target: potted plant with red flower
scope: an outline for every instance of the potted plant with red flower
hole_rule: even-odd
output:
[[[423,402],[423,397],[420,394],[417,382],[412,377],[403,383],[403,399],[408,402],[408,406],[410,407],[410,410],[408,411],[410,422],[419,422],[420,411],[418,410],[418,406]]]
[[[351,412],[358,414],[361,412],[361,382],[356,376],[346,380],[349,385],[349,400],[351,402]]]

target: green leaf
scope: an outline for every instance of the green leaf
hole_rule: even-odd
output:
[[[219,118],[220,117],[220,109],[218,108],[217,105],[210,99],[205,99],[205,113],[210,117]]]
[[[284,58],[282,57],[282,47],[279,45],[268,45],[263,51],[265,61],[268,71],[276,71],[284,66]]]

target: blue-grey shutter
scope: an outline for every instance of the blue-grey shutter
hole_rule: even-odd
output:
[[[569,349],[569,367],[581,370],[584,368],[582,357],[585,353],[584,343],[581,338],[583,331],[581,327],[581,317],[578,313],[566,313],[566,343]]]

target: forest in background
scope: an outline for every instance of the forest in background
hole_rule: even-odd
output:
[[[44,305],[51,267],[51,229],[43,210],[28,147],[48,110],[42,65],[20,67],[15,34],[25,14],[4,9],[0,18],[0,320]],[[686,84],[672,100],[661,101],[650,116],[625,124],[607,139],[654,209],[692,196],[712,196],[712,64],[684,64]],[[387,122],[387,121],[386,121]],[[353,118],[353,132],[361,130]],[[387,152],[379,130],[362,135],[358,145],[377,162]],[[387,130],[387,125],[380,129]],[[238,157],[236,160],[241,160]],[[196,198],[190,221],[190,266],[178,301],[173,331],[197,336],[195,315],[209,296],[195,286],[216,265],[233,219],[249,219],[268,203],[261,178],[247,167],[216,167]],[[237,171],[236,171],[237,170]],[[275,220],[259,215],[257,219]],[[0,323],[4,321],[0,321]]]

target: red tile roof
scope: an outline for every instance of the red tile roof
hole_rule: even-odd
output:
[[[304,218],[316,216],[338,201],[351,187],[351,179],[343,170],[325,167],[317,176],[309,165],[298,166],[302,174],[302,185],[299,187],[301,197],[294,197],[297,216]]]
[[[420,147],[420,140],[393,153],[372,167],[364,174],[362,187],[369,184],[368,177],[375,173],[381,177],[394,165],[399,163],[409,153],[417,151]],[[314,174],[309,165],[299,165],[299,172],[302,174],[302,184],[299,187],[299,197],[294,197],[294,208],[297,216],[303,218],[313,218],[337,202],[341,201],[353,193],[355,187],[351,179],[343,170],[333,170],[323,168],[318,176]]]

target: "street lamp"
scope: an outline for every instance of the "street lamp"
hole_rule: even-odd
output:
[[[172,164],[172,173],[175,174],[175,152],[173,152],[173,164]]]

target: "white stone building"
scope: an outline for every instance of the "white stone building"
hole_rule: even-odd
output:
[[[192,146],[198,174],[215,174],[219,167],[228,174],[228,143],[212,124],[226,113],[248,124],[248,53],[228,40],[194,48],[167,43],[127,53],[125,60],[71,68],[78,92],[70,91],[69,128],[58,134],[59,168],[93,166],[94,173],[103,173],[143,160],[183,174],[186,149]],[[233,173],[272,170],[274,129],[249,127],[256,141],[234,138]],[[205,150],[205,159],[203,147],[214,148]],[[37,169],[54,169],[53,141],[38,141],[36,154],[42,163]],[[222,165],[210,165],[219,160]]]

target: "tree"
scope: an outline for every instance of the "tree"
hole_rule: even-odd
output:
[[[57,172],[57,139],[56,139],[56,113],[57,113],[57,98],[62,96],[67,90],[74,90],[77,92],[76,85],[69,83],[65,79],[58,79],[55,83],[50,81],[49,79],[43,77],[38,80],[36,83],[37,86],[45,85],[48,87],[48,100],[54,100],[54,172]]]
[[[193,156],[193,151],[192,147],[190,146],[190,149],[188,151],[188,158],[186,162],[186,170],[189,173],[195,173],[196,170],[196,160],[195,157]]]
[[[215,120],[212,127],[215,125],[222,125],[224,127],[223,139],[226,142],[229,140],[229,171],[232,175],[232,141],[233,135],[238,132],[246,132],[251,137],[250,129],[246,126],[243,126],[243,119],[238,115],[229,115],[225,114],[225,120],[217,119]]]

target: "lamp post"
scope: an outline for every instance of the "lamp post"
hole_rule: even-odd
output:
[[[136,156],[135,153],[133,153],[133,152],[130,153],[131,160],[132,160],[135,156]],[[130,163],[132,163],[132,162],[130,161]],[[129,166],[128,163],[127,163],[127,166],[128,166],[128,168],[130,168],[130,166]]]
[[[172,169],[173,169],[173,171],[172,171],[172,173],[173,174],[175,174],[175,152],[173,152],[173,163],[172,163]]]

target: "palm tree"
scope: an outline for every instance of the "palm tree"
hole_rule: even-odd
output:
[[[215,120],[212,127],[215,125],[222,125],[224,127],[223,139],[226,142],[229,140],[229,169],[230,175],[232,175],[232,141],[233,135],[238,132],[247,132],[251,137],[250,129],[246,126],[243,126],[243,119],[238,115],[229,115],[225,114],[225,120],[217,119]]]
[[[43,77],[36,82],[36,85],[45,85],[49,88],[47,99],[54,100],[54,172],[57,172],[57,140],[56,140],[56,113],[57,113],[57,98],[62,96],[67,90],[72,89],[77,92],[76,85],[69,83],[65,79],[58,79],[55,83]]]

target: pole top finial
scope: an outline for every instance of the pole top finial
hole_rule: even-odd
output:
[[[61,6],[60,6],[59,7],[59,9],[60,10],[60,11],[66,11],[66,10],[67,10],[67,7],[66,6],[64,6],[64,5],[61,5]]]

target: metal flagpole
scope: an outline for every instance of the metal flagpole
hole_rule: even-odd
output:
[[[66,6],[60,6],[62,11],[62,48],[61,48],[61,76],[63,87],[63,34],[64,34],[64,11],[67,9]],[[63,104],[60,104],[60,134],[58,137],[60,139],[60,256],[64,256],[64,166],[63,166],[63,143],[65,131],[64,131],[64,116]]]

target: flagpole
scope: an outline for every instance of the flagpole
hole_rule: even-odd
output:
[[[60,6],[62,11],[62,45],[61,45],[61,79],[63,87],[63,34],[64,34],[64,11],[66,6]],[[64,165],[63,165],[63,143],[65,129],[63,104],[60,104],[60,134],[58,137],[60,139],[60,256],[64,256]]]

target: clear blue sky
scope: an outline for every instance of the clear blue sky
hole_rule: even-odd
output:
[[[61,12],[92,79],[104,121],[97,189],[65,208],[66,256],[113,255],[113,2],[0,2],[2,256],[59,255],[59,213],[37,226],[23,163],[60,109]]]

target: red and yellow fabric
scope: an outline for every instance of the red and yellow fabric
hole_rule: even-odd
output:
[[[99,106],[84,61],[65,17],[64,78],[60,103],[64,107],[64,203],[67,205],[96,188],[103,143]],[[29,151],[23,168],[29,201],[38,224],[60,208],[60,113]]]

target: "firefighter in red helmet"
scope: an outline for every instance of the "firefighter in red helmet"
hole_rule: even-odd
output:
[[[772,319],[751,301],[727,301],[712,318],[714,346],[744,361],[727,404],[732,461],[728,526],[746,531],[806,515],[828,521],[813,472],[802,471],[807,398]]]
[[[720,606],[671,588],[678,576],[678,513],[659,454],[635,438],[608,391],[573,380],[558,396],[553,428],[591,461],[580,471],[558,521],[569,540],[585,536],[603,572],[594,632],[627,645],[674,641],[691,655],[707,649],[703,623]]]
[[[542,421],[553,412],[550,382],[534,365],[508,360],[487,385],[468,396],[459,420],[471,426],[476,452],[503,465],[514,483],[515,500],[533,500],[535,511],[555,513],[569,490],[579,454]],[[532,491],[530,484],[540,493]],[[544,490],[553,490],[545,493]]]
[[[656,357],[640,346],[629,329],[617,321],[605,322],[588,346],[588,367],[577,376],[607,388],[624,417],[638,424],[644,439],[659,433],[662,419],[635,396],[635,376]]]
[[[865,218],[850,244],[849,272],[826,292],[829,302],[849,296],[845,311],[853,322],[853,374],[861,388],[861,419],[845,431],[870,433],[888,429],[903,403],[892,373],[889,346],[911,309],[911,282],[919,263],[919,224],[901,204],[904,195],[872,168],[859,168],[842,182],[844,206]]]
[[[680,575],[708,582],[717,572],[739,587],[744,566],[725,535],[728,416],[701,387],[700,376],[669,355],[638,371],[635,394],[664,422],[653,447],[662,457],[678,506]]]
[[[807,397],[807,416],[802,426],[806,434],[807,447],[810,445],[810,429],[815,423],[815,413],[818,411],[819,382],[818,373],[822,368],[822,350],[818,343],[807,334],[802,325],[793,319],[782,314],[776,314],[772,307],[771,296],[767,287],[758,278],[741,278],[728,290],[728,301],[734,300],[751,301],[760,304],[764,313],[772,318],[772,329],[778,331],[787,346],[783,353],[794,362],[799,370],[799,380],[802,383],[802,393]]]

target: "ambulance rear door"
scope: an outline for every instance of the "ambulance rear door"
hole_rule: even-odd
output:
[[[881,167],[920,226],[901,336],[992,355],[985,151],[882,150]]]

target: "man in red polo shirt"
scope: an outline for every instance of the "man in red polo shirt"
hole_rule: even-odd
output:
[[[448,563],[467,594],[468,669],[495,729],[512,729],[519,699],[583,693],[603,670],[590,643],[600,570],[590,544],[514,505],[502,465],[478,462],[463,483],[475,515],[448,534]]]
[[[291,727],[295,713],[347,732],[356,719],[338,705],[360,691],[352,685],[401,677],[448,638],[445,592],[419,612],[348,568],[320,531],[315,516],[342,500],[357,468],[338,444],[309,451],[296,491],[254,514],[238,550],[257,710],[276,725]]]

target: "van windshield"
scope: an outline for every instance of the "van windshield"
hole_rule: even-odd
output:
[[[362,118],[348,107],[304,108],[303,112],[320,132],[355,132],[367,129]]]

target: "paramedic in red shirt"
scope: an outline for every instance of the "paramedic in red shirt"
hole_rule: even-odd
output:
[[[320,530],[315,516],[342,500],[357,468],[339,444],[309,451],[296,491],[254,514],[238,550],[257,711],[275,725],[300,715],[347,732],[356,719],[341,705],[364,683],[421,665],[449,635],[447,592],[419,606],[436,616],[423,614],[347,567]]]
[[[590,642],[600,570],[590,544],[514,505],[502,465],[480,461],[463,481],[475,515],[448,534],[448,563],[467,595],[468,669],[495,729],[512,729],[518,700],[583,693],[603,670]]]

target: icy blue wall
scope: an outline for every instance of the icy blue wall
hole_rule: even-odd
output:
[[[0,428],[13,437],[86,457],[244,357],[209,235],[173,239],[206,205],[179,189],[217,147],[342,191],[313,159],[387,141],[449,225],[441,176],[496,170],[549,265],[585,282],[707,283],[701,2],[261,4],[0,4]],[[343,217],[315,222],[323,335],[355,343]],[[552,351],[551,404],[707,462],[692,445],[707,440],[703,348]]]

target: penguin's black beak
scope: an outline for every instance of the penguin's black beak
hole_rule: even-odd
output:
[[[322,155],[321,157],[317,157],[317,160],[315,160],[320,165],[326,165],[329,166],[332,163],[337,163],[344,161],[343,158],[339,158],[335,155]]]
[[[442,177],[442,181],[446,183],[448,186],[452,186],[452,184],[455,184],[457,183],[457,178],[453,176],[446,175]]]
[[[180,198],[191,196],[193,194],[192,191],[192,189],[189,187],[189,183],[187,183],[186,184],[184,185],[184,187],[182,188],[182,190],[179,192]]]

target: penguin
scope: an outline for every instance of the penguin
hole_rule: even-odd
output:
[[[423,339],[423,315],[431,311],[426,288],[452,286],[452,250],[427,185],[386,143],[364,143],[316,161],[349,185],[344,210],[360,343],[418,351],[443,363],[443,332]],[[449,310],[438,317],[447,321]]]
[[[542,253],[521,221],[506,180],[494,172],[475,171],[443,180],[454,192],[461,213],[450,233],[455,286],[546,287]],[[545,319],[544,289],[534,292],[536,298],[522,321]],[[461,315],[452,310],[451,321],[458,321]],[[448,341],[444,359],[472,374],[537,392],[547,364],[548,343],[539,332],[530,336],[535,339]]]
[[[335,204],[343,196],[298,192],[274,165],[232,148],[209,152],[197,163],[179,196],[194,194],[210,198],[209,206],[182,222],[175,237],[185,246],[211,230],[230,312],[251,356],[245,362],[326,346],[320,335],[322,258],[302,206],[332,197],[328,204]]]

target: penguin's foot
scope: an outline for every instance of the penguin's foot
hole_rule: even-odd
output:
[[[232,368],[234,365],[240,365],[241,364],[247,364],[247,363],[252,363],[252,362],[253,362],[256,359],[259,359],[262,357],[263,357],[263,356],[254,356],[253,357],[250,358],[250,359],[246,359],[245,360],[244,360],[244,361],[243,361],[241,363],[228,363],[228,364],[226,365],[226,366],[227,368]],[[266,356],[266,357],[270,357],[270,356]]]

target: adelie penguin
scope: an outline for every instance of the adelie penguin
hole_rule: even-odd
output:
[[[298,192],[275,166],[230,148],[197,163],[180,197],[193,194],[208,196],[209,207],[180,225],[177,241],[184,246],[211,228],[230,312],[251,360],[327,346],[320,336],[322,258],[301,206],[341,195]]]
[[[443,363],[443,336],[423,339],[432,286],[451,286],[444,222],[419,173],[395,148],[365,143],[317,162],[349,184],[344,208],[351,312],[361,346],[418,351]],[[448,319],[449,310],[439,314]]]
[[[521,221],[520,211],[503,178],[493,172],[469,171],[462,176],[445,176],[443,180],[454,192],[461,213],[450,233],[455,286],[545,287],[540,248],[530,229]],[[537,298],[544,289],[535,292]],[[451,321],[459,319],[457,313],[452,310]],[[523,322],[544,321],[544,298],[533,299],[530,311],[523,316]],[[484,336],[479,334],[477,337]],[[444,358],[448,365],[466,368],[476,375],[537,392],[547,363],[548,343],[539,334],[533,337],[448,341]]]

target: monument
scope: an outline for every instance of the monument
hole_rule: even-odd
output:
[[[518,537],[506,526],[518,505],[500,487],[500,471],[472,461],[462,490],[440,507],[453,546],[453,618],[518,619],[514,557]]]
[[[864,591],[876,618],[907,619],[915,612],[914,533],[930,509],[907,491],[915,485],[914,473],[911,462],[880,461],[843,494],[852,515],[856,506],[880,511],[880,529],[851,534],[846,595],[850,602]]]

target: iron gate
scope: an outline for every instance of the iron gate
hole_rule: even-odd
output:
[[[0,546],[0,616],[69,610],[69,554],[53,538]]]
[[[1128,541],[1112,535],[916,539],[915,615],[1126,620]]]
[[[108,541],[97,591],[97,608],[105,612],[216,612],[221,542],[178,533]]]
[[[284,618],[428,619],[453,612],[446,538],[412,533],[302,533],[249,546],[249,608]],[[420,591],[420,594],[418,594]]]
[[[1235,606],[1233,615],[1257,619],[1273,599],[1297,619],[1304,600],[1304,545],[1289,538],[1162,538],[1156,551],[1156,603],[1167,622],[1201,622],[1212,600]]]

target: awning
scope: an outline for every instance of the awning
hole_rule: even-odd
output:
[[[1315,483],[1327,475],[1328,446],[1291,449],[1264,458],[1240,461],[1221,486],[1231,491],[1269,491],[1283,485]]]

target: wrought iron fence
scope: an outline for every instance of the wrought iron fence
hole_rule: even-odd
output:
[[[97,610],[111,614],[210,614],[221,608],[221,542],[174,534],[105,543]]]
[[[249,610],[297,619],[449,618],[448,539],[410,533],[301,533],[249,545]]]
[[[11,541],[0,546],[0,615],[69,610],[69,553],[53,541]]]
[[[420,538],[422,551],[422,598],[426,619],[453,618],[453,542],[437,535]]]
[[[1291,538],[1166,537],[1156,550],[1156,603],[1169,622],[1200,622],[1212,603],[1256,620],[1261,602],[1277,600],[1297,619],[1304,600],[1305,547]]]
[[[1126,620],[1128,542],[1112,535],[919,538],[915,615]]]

--- --- ---

Objective: List every line of the records that contains the word "blue".

Response to the task:
target: blue-grey shutter
scope: an outline for every instance of the blue-grey shutter
target: clear blue sky
scope: an outline for every instance of the clear blue sky
target: icy blue wall
scope: an outline for every instance of the icy blue wall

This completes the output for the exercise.